DIRECTIONS FOR THIS TASK: Rewrite the records from the line with "task | place a point on the blurred" through the end, replacing "brown stem" with "woody stem" and leaving everything else as it is.

PROVIDED RECORDS:

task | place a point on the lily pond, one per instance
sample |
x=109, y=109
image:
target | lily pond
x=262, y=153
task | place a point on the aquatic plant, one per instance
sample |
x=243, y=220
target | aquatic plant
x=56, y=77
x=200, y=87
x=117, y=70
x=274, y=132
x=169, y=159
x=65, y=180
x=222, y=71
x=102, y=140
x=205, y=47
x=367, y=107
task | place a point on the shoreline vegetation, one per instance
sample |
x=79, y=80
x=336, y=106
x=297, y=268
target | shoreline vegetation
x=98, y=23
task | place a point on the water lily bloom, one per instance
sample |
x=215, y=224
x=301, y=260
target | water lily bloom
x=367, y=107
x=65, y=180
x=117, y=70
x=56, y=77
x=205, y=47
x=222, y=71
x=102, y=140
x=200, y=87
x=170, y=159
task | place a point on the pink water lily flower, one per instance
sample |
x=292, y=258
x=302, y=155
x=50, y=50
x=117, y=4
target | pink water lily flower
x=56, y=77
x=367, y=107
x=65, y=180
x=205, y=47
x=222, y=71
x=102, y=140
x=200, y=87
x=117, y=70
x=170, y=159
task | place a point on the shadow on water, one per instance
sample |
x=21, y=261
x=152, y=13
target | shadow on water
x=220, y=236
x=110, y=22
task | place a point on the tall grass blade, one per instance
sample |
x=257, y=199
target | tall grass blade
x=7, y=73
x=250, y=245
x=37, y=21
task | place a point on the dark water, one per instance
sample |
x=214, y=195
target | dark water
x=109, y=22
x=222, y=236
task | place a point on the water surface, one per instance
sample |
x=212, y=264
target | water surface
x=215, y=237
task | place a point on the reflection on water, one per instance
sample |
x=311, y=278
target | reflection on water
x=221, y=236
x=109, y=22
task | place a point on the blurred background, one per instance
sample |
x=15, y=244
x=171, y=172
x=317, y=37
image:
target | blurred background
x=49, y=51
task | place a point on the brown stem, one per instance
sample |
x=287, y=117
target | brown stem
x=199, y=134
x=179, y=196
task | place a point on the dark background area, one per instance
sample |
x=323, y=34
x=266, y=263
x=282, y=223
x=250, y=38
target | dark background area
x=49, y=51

RIGHT ANSWER:
task | place a point on the blurred background, one per instance
sample |
x=15, y=244
x=171, y=172
x=317, y=37
image:
target | blurred background
x=49, y=51
task | place a point on the woody stem, one per instance
sample |
x=287, y=117
target | woody stem
x=199, y=134
x=179, y=196
task | place a point on the dark background area, one per instance
sample |
x=323, y=34
x=266, y=263
x=282, y=223
x=250, y=38
target | dark background area
x=49, y=51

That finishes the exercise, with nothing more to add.